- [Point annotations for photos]
————————

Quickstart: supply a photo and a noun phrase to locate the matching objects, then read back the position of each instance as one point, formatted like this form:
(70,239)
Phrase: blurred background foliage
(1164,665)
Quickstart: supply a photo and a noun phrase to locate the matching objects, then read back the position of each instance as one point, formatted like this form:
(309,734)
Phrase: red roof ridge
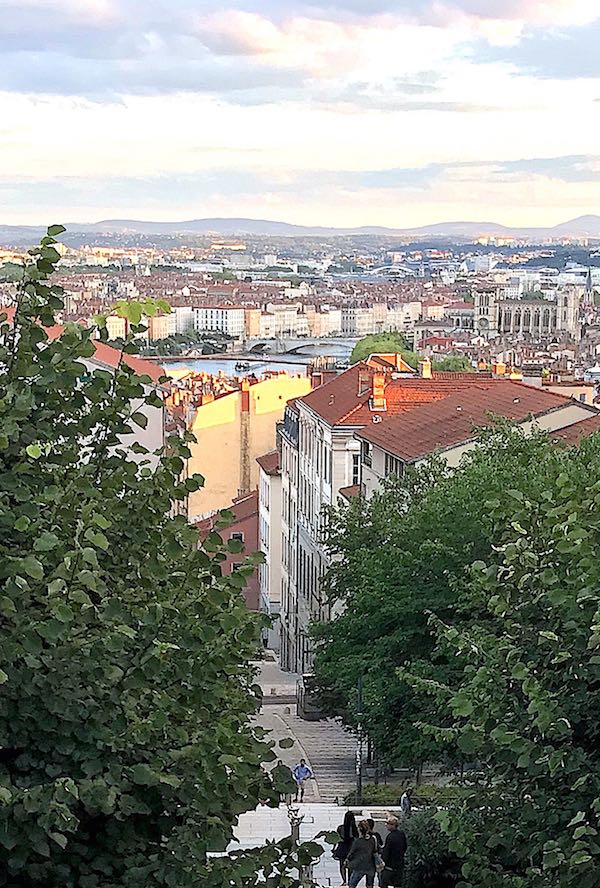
(269,462)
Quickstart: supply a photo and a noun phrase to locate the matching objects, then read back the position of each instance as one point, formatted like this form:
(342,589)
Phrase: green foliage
(385,343)
(399,556)
(395,343)
(10,272)
(429,861)
(526,707)
(126,751)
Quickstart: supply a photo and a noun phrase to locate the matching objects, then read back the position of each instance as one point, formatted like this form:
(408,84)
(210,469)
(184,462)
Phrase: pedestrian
(347,831)
(376,835)
(394,851)
(361,859)
(301,773)
(406,802)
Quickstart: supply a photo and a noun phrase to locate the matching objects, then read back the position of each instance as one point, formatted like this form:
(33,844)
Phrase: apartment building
(226,319)
(448,426)
(290,643)
(342,438)
(270,540)
(232,429)
(357,320)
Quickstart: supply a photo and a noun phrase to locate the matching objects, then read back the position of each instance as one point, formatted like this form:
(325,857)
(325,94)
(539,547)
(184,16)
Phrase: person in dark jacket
(347,831)
(394,851)
(361,860)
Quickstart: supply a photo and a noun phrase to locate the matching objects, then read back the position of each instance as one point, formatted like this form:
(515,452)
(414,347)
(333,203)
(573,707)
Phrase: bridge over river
(336,347)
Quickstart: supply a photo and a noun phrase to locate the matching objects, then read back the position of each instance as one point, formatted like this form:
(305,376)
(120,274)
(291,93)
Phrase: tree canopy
(398,556)
(471,608)
(126,749)
(395,343)
(526,707)
(385,343)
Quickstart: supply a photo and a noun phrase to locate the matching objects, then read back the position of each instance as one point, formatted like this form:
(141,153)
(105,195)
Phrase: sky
(330,112)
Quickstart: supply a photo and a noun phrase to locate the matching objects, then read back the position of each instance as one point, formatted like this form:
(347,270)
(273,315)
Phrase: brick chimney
(364,381)
(378,401)
(425,368)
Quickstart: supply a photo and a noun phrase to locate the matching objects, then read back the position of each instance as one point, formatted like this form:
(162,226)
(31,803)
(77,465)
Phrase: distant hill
(584,226)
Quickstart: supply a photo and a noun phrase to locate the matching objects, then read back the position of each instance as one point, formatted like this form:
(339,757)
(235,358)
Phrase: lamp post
(359,745)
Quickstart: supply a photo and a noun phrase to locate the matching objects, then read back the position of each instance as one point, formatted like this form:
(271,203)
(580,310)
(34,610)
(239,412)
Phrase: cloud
(231,182)
(99,48)
(558,53)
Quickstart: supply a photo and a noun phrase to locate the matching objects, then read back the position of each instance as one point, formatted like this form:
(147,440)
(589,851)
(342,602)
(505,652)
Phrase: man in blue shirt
(301,773)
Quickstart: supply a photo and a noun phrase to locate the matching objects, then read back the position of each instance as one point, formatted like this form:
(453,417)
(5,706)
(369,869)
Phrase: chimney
(425,368)
(378,392)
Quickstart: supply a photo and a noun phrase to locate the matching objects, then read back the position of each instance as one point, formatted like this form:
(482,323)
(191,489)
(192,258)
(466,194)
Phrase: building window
(367,453)
(355,469)
(393,466)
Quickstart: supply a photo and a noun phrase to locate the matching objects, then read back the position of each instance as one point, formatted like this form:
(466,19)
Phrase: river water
(223,365)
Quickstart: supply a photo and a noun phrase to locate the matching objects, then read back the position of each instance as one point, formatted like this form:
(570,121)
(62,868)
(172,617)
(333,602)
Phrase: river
(258,366)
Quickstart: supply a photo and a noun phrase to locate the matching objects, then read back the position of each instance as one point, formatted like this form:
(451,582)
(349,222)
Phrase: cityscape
(299,445)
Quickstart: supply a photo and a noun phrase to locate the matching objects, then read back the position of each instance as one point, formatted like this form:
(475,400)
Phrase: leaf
(101,521)
(140,419)
(59,839)
(143,775)
(97,538)
(22,523)
(33,567)
(579,858)
(45,542)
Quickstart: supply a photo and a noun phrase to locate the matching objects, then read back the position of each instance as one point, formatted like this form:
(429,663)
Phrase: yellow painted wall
(217,427)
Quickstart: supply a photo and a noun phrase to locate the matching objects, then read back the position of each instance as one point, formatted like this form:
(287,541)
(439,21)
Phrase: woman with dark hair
(347,832)
(361,860)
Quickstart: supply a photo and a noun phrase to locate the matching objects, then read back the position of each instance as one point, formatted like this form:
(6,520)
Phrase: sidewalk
(272,824)
(329,750)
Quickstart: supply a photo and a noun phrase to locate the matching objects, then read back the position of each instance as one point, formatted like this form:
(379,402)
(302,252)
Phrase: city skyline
(338,112)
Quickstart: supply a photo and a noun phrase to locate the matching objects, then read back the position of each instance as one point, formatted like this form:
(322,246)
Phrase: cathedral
(532,319)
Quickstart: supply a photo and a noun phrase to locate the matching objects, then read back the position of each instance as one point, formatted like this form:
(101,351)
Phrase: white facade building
(184,318)
(222,319)
(270,540)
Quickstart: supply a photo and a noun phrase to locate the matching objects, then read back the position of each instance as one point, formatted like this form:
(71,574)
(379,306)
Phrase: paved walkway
(264,824)
(327,747)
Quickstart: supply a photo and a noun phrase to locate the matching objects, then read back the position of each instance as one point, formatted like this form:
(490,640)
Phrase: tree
(384,343)
(126,751)
(527,707)
(399,556)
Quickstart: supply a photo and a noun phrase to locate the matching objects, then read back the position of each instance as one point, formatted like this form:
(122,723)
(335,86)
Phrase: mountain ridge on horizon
(582,226)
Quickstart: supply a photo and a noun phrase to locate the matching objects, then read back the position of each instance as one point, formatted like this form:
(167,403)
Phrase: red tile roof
(269,463)
(572,435)
(105,353)
(338,402)
(452,420)
(111,357)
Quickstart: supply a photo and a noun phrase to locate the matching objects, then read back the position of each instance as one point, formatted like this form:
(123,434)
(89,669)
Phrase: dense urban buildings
(280,443)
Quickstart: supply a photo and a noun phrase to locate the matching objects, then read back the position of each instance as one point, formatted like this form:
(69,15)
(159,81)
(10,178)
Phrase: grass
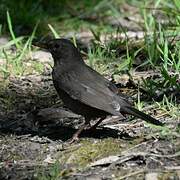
(159,50)
(158,54)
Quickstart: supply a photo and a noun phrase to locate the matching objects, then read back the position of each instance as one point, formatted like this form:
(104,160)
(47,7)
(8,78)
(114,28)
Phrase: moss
(91,150)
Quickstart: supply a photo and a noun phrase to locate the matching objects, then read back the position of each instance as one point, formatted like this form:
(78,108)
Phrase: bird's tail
(139,114)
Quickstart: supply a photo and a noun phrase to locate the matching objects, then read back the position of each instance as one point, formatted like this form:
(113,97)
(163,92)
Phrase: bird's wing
(92,89)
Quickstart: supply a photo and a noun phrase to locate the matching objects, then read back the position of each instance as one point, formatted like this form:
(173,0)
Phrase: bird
(85,91)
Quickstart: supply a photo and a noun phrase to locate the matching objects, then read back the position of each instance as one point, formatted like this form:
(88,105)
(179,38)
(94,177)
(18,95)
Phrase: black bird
(83,90)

————————

- [PROBLEM DESCRIPTION]
Retype everything in the material word for word, minus pictures.

- [FINAL RESULT]
Quickstart: supply a photo and a noun phrase to locate the matching objects, then read back the position of each instance as one point, formatted like this form:
(70,239)
Phrase: blurred background foliage
(1164,665)
Quickstart: supply a photo and a noun phrase to locate the matching objects, then read back the position of each instance as one point, formatted like this form:
(309,734)
Phrase: red roof ridge
(269,462)
Quickstart: supply a photo and a noun phrase to locate the matching objects, then read back the position of each instance as one point, formatted like this form:
(342,589)
Phrase: green foliage
(385,343)
(399,556)
(395,343)
(10,272)
(429,861)
(526,707)
(126,751)
Quickstart: supply a photo and a noun phrase to locate the matching objects, then read back the position of each instance as one point, formatted like this form:
(408,84)
(210,469)
(184,462)
Phrase: pedestrian
(347,831)
(376,835)
(394,851)
(361,859)
(301,773)
(406,802)
Quickstart: supply a photo and a noun phrase to locate the matching objects, then read back the position of each instance as one point, formatted like this form:
(33,844)
Phrase: apartment building
(226,319)
(448,426)
(290,643)
(342,438)
(270,540)
(232,429)
(357,320)
Quickstart: supply a photo and a noun phrase to locate the matching objects, then read back the position of each instance as one point, formatted like this form:
(325,857)
(325,94)
(539,547)
(184,16)
Phrase: person in dark jacket
(347,831)
(394,851)
(361,860)
Quickstart: supply a photo and a noun phrase to locate the matching objects, then read back the position of each instance as one point, formatted like this form:
(515,452)
(414,347)
(333,203)
(573,707)
Phrase: bridge over river
(336,347)
Quickstart: supply a photo and a noun phrase to locate the matching objects, then read back the position of each instance as one point, formatted like this form:
(305,376)
(120,274)
(291,93)
Phrase: tree canopy
(398,556)
(471,608)
(126,749)
(395,343)
(526,707)
(385,343)
Quickstart: supply a photo and a noun phrase to locate the matching objects, then read back the position of each instance as one point, formatted like this form:
(141,153)
(105,195)
Phrase: sky
(330,112)
Quickstart: supply a photo and a noun phrase to locate the matching objects, then read back the position of each instance as one point, formatted like this form:
(347,270)
(273,315)
Phrase: brick chimney
(364,381)
(378,401)
(425,368)
Quickstart: supply a photo and a noun phrase to locate the matching objects, then read back the position of each instance as one point, formatted like this form:
(162,226)
(31,803)
(77,465)
Phrase: distant hill
(584,226)
Quickstart: supply a photo and a noun phrase to locate the matching objects, then read back the position of each instance as one point, formatted like this form:
(339,757)
(235,358)
Phrase: lamp post
(359,745)
Quickstart: supply a photo and a noun phrase to locate the matching objects, then read back the position of each instance as one point, formatted like this form:
(271,203)
(580,310)
(34,610)
(239,412)
Phrase: cloud
(231,182)
(99,48)
(558,53)
Quickstart: supply a photo and a noun phrase to locate the matching objects, then read back the position of each instance as one point, formatted like this form:
(147,440)
(589,851)
(342,602)
(505,652)
Phrase: man in blue shirt
(301,773)
Quickstart: supply a photo and a noun phrase to locate the matching objects, then read back the position of each instance as one point, formatted like this form:
(453,417)
(5,706)
(369,869)
Phrase: chimney
(425,368)
(378,392)
Quickstart: supply a photo and a noun phrase to locate the matching objects, then read back the position of each instance as one point, formatted like this form:
(482,323)
(191,489)
(192,258)
(466,194)
Phrase: building window
(367,453)
(355,469)
(393,466)
Quickstart: supply a photo and a noun phrase to locate the matching objects, then read back the position of each instance as one point, formatted like this form:
(466,19)
Phrase: river water
(223,365)
Quickstart: supply a photo and a noun phrase to locate the matching objects, then read back the position of each instance as one point, formatted like this form:
(570,121)
(62,868)
(172,617)
(333,602)
Phrase: river
(258,366)
Quickstart: supply a photo and a noun phrase to locate the matching objects, then read back the position of each instance as one point, formatted like this form:
(451,582)
(349,222)
Phrase: cityscape
(299,445)
Quickstart: supply a photo and a noun phrase to locate the matching objects, then read back the position of each instance as one point, formatted like this form:
(475,400)
Phrase: leaf
(101,521)
(140,419)
(59,839)
(143,775)
(97,538)
(22,523)
(33,567)
(579,858)
(45,542)
Quickstart: supply a photo and a noun phrase to locate the matching objects, then read back the position of each instance as one point, formatted like this form:
(429,663)
Phrase: yellow painted wall
(217,427)
Quickstart: supply a photo and a noun phrase to locate the matching objects, then read back the position of each instance as one point, formatted like this form:
(287,541)
(439,21)
Phrase: woman with dark hair
(347,832)
(361,860)
Quickstart: supply a photo and a noun phrase to locate the matching objects, then read back the position of each instance as one point, formatted like this form:
(6,520)
Phrase: sidewalk
(272,824)
(329,750)
Quickstart: supply a photo and a noun phrase to locate the matching objects, then read back the position of each instance as one point, formatted like this form:
(379,402)
(302,252)
Phrase: city skyline
(338,112)
Quickstart: supply a photo and a noun phrase to locate the matching objects, then read back the position of each instance as one point, formatted like this form:
(322,246)
Phrase: cathedral
(532,319)
Quickstart: supply a photo and a noun phrase to locate the matching objects, then read back the position of each instance as one point, formatted like this form:
(101,351)
Phrase: white facade building
(184,318)
(222,319)
(270,540)
Quickstart: supply a photo and a noun phrase to locate the matching objects, then read back the position of each instance as one point, formatted like this form:
(71,574)
(379,306)
Phrase: paved walkway
(264,824)
(327,747)
Quickstart: supply a photo and a noun phrase to locate the matching objects, then read back the position of each instance as one point, formatted like this form:
(490,640)
Phrase: tree
(384,343)
(126,751)
(527,707)
(399,556)
Quickstart: supply a photo and a noun phrase to locate the matching objects, then read back the position of each instance as one point, formatted like this form:
(122,723)
(335,86)
Phrase: mountain ridge on horizon
(582,226)
Quickstart: supply a photo and a noun phrase to locate the matching objects, then read back the position of each instance as one point, formatted like this form:
(167,403)
Phrase: red tile roof
(269,463)
(572,435)
(105,353)
(338,402)
(452,420)
(111,357)
Quickstart: supply a photo and a noun phrase to locate the matching objects, then read back the position of each instance as one point, formatted like this form:
(123,434)
(89,669)
Phrase: dense urban buildings
(280,443)
Quickstart: supply a photo and a noun phrase to locate the matching objects, then read back the position of each instance as one point, formatted like this form:
(69,15)
(159,81)
(10,178)
Phrase: grass
(159,50)
(158,54)
Quickstart: supply a photo and a noun phrase to locate the matching objects, then read back the position of each instance as one point, formatted like this form:
(104,160)
(47,7)
(8,78)
(114,28)
Phrase: moss
(91,150)
Quickstart: supply a photo and a noun phrase to locate the matching objects, then read back the position of each instance as one point, formatted like this form:
(78,108)
Phrase: bird's tail
(139,114)
Quickstart: supply a photo and a noun phrase to locate the matching objects, then read back the position of each instance as one point, formatted like this form:
(113,97)
(163,92)
Phrase: bird's wing
(92,89)
Quickstart: supply a photo and a noun phrase to locate the matching objects, then read back the position of each instance as one point, formatted like this form:
(173,0)
Phrase: bird
(85,91)
Quickstart: supply a photo and a noun phrase to locate the matching objects, then read back the position of each instance as one point, formatted like this form:
(88,105)
(179,38)
(94,177)
(18,95)
Phrase: black bird
(83,90)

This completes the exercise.